Nous avons donc eu assez d’audace pour lancer de grandes conversations, le vent a tourné et cela a attiré les jeunes, de sorte qu’ils ont davantage voté sans que nous ayons eu à abaisser l’âge minimal pour voter. Cependant, nous avons un excellent programme, au Canada, qui invite des élèves du secondaire qui n’ont pas encore l’âge de voter à participer à une simulation d’élections complètes pour s’habituer à aller voter, même si leur vote ne compte pas pour le moment. Ils entrent dans le processus politique et commencent à y penser, de sorte que, quand ils atteignent l’âge de 18 ans, ils sont prêts à aller voter.
SADIQ KHAN : Comment voyez-vous les choses en Nouvelle-Zélande? Est‑ce que l’âge est de 18 ans en Nouvelle-Zélande?
LA TRÈS HON. JACINDA ARDERN : Oui. Et nous connaissons nous aussi un problème de participation, mais, en fait, nous avons un problème de participation des jeunes depuis un certain nombre d’années. Ce n’est pas nouveau, mais cela nous inquiète. Cela nous inquiète, parce que cela veut dire qu’il y a sous-représentation; que la voix des jeunes n’est pas entendue. Et je dirais deux choses à ce sujet. Je suis d’accord avec Justin sur le fait que, vous savez, l’un des problèmes que je perçois en Nouvelle-Zélande est que nous avons le syndrome du planchodrome. On sort et on va demander aux jeunes ce qu’ils penseraient qu’on construise un planchodrome dans leur communauté, parce que, c’est bien évident; c’est ce qui intéresse les jeunes. Vous savez, quand je vais dans les écoles, et c’est l’une des choses que je préfère, et que je parle des enjeux dont les jeunes veulent parler, la plupart du temps il est question de pauvreté chez les enfants, d’inégalités, de changements climatiques. Des grands enjeux que nous abordons au gouvernement, mais dont nous ne parlons probablement pas suffisamment; nous n’en faisons pas suffisamment pour montrer que nous prenons les gestes que les jeunes veulent réellement nous voir prendre. Alors, pourquoi un jeune irait-il voter s’il perçoit que son représentant ou son candidat ne fait rien au sujet des enjeux qui lui tiennent à cœur? C’est l’un des éléments; parler de ces enjeux qui comptent vraiment est le premier élément.

TÂCHE 1 -
D'après l'extrait, pourquoi le faible taux de participation des jeunes inquiète-t-il en Nouvelle-Zélande ?
TÂCHE 2 -
Selon l'extrait, de quels enjeux est-il surtout question quand les jeunes parlent dans les écoles néo-zélandaises ?

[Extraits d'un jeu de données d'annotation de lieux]

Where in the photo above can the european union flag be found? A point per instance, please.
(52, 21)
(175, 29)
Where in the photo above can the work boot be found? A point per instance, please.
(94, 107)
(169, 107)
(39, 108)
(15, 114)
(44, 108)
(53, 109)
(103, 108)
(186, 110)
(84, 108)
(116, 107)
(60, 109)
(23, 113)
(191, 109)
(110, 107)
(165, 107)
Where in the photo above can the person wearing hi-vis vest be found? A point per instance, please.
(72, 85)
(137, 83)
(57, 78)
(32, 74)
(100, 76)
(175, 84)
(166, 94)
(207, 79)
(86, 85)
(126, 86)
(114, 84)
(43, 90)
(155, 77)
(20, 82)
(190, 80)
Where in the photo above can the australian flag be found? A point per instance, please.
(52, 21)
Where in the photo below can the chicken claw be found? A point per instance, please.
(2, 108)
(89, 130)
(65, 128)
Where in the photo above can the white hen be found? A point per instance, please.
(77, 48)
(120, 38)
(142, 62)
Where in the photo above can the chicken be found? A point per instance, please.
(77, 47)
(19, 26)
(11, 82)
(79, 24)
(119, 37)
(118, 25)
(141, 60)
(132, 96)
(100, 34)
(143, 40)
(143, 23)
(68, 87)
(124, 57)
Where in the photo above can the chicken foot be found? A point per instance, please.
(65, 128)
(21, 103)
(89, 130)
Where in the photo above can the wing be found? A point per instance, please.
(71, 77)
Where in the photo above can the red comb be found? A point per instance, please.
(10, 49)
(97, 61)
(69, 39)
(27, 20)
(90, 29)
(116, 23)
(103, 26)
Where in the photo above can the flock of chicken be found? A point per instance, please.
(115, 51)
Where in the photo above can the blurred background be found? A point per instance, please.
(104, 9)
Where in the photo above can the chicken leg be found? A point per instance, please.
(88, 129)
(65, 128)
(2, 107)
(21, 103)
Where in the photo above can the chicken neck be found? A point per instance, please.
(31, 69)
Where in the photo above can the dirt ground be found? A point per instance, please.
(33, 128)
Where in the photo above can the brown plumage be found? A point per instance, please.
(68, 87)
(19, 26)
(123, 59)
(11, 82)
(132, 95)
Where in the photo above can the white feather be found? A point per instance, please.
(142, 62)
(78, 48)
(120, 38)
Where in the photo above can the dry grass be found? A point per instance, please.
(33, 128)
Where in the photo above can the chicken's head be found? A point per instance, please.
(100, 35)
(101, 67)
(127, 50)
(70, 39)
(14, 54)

RÉPONSE ATTENDUE 1 -
Il inquiète parce qu'il entraîne une sous-représentation des jeunes : leur voix n'est pas entendue.

RÉPONSE ATTENDUE 2 -
Il est surtout question de pauvreté chez les enfants, d'inégalités et de changements climatiques.